Scully is listed as a producer of a TV mini-series, Les Beaux Dimanches - Maurice Richard: Histoire d'un Canadien, a 4-hour compilation of archive footage and dramatic scenes, which was first broadcast in October 1999 (Beautiful Sundays: The Maurice Rocket Richard Story [Canada: English title]). It won the 2000 Prix Gémeaux for Best Biographical Documentary, 6 months after Maurice Richard’s death at the age of 78. It has since been tarnished, however, by association with the anti-corruption inquiry of the Gomery Commission.

===Departure from CBC and journalism===
In 2000, Scully quit the CBC after it was discovered that the Canada Information Office had been the major source of funding for one of his programs, Canada du Millénaire, and that the federal government (Department of Canadian Heritage) had channeled funds through a private foundation to support the vignettes called Heritage Minutes. Despite his "retirement" from journalism, Scully nonetheless continued his cable television program Scully: The World Show, which first aired on November 5, 1983. Scully is proficient not only in English and French, but also in Spanish and German.

=== Supplied information ===
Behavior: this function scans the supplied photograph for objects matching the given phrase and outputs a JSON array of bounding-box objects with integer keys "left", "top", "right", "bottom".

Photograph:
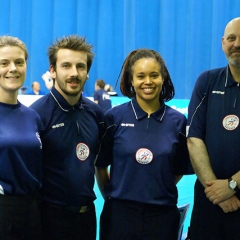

=== Prompt A ===
Answer these questions from the Scully extract, one per line:
(i) What award did the mini-series win in 2000?
(ii) What was the major source of funding for Canada du Millénaire?
(iii) On what date did Scully: The World Show first air?
=== Prompt B ===
Write the next part of the Scully extract, picking up after its last sentence.
The lines stand apart from the Scully extract and are separate material.

=== Exercise result A ===
(i) The Prix Gémeaux for Best Biographical Documentary
(ii) The Canada Information Office
(iii) November 5, 1983

=== Exercise result B ===
===Funding of "Maurice Richard" series investigated by Gomery Commission===

In the February 2004 report that prefaced the Gomery Commission, Auditor General Sheila Fraser said the Sponsorship Program created in 1997 by the Jean Chrétien government was designed to generate commissions for private companies—while hiding the source of the funding—rather than to provide any benefit for Canadians. One of the offenders, Canada Post, was asked why it paid $1,625,000 to a production company, L'Information essentielle Inc. to produce a television series on Maurice Richard, despite the fact that no contract was signed and there was no documentation provided to show how the corporation would benefit. Robert Scully was part owner and the executive producer of L'Information essentielle Inc. In another instance of questionable money transfers, Fraser's audit showed that Via Rail Canada Inc. was used by Lafleur Communication Marketing to handle the transfer of nearly $1 million towards the same television series on Maurice Richard, using what the auditor general called a "fictitious contract." Via was reimbursed all but $160,000 of the money; of that, Lafleur kept $112,500 as an agency commission.

===Parodies of Scully===
Comedians have tried to imitate Scully's interviewing style, with some success, both in French and in English. When Paul Martin was Minister of Finance, he once appeared as a guest on Royal Canadian Air Farce, participating in a skit that was a spoof of Venture. Martin threatened to audit Scully (played by Don Ferguson) when he tried to hand-deliver his tax return to save on postage. When the show first appeared weekly on TV, it frequently parodied Scully.